* **Text provided**
────────────────────
The Period of Separation

[70] What poses a challenge is how this Court deals with the period after which the Wife took up residence in the United States.

[71] It is undisputed and significant evidence that for the entirety of this period the Wife made no direct financial contribution to the payment of the mortgage or to the maintenance of the  subject property. It has now been 15 years since she left the former matrimonial home. Her focus during that time has been on herself and her sons. The Husband paid the mortgage and  “maintained” the home, and when it was demanded of him he paid a sum towards the maintenance of his two sons. The Husband produced receipts dated as recently as 2009  corroborating his assertion of the regularity of his contributions after 2000. 

[72] There is no suggestion that he failed to maintain his sons after 2000 or that he paid less than his salary allowed. There is no dispute that his salary was modest and that he had no  other employment. The Wife strongly and clearly articulated her belief that he could have done better, but an analysis of his employment income (the only evidence provided to the court)  does not bear this out.

[73] The most important issue in this exercise surrounds whether he received income from the rental of the two apartments attached to the home and what he did with the income that he  ought to have received. 

[74] And additionally, the Court must assess the Wife’s assertion that her contribution to the parenting and education of the children, particularly in the period 1996 to date, far exceeded that of the Husband and by extension resulted in an indirect contribution which is ‘immense’. By virtue of the fact that they lived in the United States and he in Barbados, did of necessity result  in her making a greater contribution towards the parenting of the children.
────────────────────
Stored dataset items
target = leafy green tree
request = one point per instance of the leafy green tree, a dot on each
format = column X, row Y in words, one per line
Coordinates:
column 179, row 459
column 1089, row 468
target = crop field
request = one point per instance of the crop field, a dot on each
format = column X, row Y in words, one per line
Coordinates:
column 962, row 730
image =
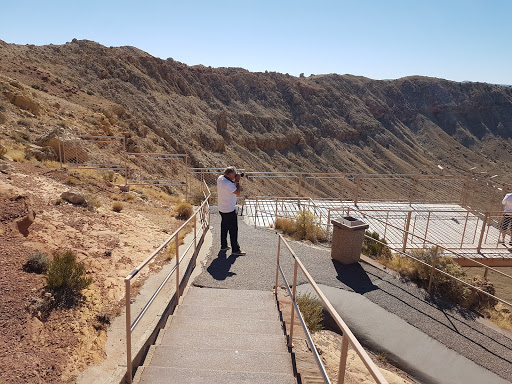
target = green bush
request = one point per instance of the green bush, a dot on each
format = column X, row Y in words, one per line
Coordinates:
column 37, row 262
column 66, row 278
column 374, row 249
column 183, row 210
column 311, row 310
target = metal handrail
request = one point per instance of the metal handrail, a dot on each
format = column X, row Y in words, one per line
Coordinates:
column 441, row 247
column 433, row 268
column 348, row 336
column 204, row 220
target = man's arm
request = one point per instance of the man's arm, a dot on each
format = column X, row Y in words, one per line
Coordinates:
column 238, row 186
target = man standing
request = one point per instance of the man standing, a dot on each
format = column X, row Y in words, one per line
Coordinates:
column 507, row 219
column 228, row 188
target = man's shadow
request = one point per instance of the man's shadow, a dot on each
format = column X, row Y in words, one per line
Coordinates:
column 219, row 268
column 354, row 277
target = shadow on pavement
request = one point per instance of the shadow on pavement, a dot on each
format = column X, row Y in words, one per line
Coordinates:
column 354, row 277
column 219, row 268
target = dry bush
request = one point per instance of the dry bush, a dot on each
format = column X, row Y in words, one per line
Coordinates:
column 286, row 225
column 311, row 310
column 183, row 210
column 117, row 206
column 66, row 278
column 302, row 227
column 445, row 286
column 37, row 262
column 375, row 249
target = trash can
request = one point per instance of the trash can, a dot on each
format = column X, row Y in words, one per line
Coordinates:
column 347, row 239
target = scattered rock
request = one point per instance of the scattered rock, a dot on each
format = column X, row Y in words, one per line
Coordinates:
column 41, row 153
column 73, row 197
column 26, row 103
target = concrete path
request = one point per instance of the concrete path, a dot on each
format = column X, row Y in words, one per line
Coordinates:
column 450, row 328
column 221, row 336
column 424, row 358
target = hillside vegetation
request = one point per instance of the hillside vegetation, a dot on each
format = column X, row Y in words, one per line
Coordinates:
column 261, row 121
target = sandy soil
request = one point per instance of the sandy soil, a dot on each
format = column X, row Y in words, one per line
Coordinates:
column 54, row 350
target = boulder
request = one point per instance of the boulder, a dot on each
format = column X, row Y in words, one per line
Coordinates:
column 71, row 151
column 73, row 197
column 26, row 103
column 41, row 153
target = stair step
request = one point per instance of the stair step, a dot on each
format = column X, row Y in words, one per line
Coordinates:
column 163, row 375
column 222, row 360
column 214, row 312
column 191, row 324
column 222, row 340
column 210, row 297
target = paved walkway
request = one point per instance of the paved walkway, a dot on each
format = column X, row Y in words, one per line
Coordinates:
column 447, row 329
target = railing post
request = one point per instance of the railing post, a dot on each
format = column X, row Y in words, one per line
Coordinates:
column 433, row 268
column 177, row 242
column 356, row 197
column 426, row 229
column 186, row 178
column 195, row 238
column 343, row 360
column 277, row 266
column 484, row 224
column 256, row 211
column 276, row 215
column 464, row 231
column 406, row 233
column 128, row 332
column 290, row 340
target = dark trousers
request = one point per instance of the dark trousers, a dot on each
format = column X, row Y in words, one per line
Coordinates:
column 229, row 223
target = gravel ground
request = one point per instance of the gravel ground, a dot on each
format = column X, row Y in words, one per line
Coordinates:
column 455, row 328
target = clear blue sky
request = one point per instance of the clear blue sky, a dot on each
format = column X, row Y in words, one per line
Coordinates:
column 451, row 39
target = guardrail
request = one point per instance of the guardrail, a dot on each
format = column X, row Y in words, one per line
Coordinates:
column 453, row 228
column 434, row 269
column 201, row 215
column 348, row 336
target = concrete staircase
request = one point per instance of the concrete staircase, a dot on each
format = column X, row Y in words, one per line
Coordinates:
column 220, row 336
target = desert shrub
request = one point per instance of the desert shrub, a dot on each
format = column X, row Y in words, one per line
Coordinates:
column 286, row 225
column 117, row 206
column 311, row 310
column 307, row 228
column 183, row 210
column 66, row 278
column 37, row 262
column 302, row 227
column 3, row 151
column 375, row 249
column 92, row 202
column 479, row 300
column 443, row 285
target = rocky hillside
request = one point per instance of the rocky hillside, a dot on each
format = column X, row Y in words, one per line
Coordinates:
column 261, row 121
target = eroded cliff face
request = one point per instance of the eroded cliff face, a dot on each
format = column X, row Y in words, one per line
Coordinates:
column 271, row 121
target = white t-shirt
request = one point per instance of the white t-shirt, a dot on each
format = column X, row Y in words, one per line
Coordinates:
column 227, row 199
column 507, row 202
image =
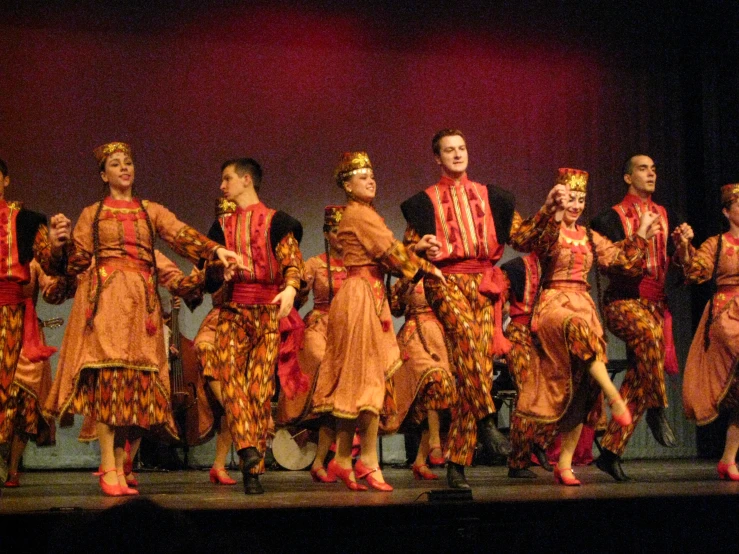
────────────────────
* **Set of tasks**
a: In the court excerpt on the period of separation, how many years have passed since the Wife left the former matrimonial home?
b: In the court excerpt on the period of separation, swap "modest" for "meager" and give that part again, starting at "[72] There is" and ending at "bear this out.".
c: Continue the court excerpt on the period of separation from the point where it stops.
These items are separate material, apart from the court excerpt on the period of separation.

* **Written answers**
a: 15 years

b:
[72] There is no suggestion that he failed to maintain his sons after 2000 or that he paid less than his salary allowed. There is no dispute that his salary was meager and that he had no  other employment. The Wife strongly and clearly articulated her belief that he could have done better, but an analysis of his employment income (the only evidence provided to the court)  does not bear this out.

c:
[75] This Court disagrees with the Wife and her counsel as to the value that should be placed on this. The Husband had no choice, the Wife decided that she was leaving and he himself  was not aware that she was leaving the marriage until much later. That choice was taken away from him. Similarly, he played no part in the decision to send the children to private school or  their college/university choices. The Wife agreed in cross-examination that the children received public education in Barbados and stated further:

“It was my decision to take them to America and put them in paid education.”

[76] While his approach that they should not go to the university was misguided and unenlightened, and clearly demonstrated the chasm between the Wife’s thinking and his, when advised  by his attorney to make a monthly contribution, he immediately and faithfully did so from 2000 to 2009.

[77] Counsel for the Wife asks the Court to draw certain conclusions from the fact that the Husband kept poor records of the tenancies for the two apartments. This Court is loath to expect  and/or demand (after of the fact) standards of behaviour not consistent with the average person. The average individual, without the expectations of legal proceedings is unlikely to keep  commercial grade records. Having observed the Husband and listened carefully to his evidence it is reasonable to infer that he lacked that savvy and inclination. One would more expect  this of the Wife.

[78] This Court makes certain significant findings in this regard. Though not of the significance and cost suggested, the Court accepts that the Husband spent money maintaining both home and apartments.

[79] This Court accepts that the said apartments would not have been consistently rented for the period of disclosure demanded by the Wife (February 2003 to date).

[80] More importantly, this Court is of the view and finds as a fact that without an additional source of income, the Husband, with the loss of a joint income after 1996, needed the income  from the apartments not only to maintain the house, and meet the expenses thereof but most importantly after 2000 to send payments to the Wife for the two boys of the marriage. 

[81] I have accepted his Statement of Financial Circumstances of 2000 on which he was not cross-examined. Nor was it anywhere suggested or put to him that the claimed expenses were untrue. According to this Statement he earned annually $27,348 or $2,279 monthly. After deductions of Income Tax, National Insurance and Medical Pension, I estimate his monthly take  home to be approximately $1,888. In 2000 there would have been a further deduction of approximately $800 per month towards the mortgage. This deduction would have left the Husband with approximately $1,000 per month to maintain the vehicle that he used and satisfy his transportation needs, to feed and clothe himself, to pay the land taxes, household insurance,  electricity gas and fuel, water, telephone, all necessary and allowable expenses. At no time was it put to him that the amounts so claimed in his Statement of Financial Circumstances were excessive. Also it must be remembered that it was around March 2000 that he commenced monthly payments of Bds. $600.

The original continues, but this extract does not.